The Master of Light
With brushstrokes that seem light as a feather, Raja Ravi Varma captured the immutable, crystalline shimmer of diamonds in paintings that, even today, inspire.
On a warm summer’s day in 1848, in the town of Kilimanoor in South India, a son was born to an aristocratic family with close ties to the royals of Travancore (present day Kerala). Though no-one knew it at the time, the child, named Ravi Varma, would grow up to be one of the most important artists of his time. Till about 120 years before his birth, just about 1,200 km north east of Kilimanoor, the Krishna River had been washing up some of the world’s most magnificent natural diamonds into the alluvial mines in the Krishna Godavari Delta. These diamonds, as it turned out, would intertwine intimately with Varma’s life and career.
In a 2020 talk on the jewellery seen in Raja Ravi Varma’s paintings, jewellery historian and curator Usha Balakrishnan explained the role of adornment as defined in ancient Indian texts: “The texts state that by adorning the body with beautiful jewels, that which is nirguna (formless and invisible) becomes saguna, that is, it assumes form.” In the context of Varma’s paintings, she added, “Figures actually become saguna—they come alive with the jewels that he so beautifully adorns his subjects with.”
Varma, who was influenced by the multi-layered style of the Tanjore school, understood adornment like few other artists of his time. But his portraits of diamond-bedecked royals and soft-faced gods and goddesses were more than just artworks—they were a tactile, thoughtful response to the times in which he lived. The world of Varma’s paintings was one of myth and magic—a world created by a man who was delighted by beauty, and happy to share his delight. The wonderful thing about Varma’s art is that it transports us out of our time and place—not just into the world of the artwork, but into the heart and mind of the artist. Even today, more than 175 years since his birth, his paintings still connect with viewers.

• **Rows**
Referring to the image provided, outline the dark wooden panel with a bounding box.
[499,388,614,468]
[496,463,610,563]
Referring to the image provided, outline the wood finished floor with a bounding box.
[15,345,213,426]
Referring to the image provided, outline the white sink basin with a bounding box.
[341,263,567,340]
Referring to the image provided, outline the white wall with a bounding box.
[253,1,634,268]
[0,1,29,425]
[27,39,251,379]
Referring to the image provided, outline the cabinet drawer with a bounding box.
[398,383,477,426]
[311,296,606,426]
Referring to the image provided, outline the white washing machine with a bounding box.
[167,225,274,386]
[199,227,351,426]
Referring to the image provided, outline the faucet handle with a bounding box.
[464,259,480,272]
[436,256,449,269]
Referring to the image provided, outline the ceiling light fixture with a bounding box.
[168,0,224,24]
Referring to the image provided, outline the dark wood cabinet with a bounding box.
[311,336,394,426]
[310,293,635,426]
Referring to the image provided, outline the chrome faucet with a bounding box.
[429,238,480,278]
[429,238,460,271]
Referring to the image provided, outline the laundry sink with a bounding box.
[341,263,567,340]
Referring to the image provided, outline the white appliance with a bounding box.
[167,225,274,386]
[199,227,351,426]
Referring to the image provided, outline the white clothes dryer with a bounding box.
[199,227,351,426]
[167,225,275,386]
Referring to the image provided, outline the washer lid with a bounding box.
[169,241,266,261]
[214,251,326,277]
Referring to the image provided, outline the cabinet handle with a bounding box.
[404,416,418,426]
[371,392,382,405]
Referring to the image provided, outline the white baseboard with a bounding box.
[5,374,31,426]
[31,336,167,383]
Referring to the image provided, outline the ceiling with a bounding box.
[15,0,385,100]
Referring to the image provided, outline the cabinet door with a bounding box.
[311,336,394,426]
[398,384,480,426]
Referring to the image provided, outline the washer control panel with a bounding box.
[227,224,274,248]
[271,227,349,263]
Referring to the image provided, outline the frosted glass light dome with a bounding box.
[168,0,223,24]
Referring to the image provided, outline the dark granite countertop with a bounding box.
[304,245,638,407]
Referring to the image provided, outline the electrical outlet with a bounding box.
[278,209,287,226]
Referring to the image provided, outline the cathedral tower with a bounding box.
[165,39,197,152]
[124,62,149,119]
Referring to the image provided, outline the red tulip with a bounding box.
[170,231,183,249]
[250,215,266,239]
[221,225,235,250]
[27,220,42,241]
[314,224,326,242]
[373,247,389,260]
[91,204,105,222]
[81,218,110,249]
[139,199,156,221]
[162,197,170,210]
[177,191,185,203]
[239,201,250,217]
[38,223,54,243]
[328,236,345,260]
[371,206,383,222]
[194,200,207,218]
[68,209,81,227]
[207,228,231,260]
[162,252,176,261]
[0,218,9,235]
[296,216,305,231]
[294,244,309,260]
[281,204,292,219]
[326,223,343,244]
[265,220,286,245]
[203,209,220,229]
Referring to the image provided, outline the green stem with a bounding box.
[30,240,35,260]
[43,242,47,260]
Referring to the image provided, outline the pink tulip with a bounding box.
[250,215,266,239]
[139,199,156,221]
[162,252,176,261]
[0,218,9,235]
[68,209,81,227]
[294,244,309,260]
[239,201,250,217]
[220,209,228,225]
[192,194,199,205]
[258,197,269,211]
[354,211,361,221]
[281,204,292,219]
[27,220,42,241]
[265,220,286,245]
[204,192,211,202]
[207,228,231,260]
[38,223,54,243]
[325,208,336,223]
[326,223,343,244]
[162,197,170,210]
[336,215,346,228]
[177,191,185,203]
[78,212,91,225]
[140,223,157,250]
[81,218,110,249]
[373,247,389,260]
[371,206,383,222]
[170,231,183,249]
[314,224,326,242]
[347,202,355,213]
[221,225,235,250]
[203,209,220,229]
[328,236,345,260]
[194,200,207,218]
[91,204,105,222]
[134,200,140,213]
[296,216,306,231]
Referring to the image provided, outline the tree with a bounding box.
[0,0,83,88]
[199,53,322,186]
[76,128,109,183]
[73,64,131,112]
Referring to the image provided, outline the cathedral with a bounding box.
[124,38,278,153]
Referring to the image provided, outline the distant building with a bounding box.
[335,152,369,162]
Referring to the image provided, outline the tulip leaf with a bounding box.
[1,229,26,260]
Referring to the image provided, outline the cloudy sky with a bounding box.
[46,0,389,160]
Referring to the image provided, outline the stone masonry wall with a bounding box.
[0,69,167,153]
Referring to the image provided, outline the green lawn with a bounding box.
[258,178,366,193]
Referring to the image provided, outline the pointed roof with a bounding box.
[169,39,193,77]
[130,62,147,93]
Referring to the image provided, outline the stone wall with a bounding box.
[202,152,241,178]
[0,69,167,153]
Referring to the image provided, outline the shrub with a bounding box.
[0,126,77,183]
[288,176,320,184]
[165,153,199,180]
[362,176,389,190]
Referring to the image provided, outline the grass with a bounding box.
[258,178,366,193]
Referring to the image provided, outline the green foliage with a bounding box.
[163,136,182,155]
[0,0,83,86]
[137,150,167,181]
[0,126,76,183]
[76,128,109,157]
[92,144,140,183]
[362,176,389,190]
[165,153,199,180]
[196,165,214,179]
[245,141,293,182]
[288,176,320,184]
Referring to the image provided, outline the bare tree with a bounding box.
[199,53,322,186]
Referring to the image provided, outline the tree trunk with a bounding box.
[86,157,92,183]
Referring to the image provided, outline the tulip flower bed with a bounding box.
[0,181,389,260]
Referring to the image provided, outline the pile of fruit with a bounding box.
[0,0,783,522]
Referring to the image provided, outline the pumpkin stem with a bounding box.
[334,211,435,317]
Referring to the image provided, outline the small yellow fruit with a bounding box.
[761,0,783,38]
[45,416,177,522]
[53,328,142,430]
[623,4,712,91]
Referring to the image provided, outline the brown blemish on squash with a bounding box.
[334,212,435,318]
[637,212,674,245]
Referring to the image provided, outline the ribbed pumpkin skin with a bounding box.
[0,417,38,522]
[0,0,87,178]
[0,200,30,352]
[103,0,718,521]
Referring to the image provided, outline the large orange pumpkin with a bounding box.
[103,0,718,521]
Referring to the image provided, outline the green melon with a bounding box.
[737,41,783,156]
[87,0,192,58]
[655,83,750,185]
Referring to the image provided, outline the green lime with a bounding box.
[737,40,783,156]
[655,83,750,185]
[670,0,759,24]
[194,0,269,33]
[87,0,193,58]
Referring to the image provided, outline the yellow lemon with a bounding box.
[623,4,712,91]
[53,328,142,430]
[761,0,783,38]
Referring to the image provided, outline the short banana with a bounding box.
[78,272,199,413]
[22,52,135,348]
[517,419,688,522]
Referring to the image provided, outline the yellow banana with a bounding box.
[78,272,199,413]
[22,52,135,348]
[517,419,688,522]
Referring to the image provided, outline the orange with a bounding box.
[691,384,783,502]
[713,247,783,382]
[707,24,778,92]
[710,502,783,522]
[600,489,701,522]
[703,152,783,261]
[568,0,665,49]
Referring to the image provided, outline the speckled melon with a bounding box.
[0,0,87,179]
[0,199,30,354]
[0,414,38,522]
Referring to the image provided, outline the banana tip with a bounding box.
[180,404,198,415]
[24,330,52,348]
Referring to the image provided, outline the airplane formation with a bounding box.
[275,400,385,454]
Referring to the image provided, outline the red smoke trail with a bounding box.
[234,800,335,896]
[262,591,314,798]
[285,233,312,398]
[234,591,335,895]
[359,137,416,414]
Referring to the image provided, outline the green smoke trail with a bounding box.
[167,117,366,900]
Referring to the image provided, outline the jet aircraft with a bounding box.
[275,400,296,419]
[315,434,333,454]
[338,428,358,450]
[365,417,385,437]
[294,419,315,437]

• **Required task A**
List every number that appears in the piece on Raja Ravi Varma, in the order the numbers occur.
• **Required task B**
According to the piece on Raja Ravi Varma, which school's multi-layered style influenced Varma?
• **Required task C**
Extract the passage of the piece on Raja Ravi Varma from "On a warm summer’s" up to and including "life and career.".

• **Worked answer A**
1848, 120, 1,200, 2020, 175

• **Worked answer B**
The Tanjore school.

• **Worked answer C**
On a warm summer’s day in 1848, in the town of Kilimanoor in South India, a son was born to an aristocratic family with close ties to the royals of Travancore (present day Kerala). Though no-one knew it at the time, the child, named Ravi Varma, would grow up to be one of the most important artists of his time. Till about 120 years before his birth, just about 1,200 km north east of Kilimanoor, the Krishna River had been washing up some of the world’s most magnificent natural diamonds into the alluvial mines in the Krishna Godavari Delta. These diamonds, as it turned out, would intertwine intimately with Varma’s life and career.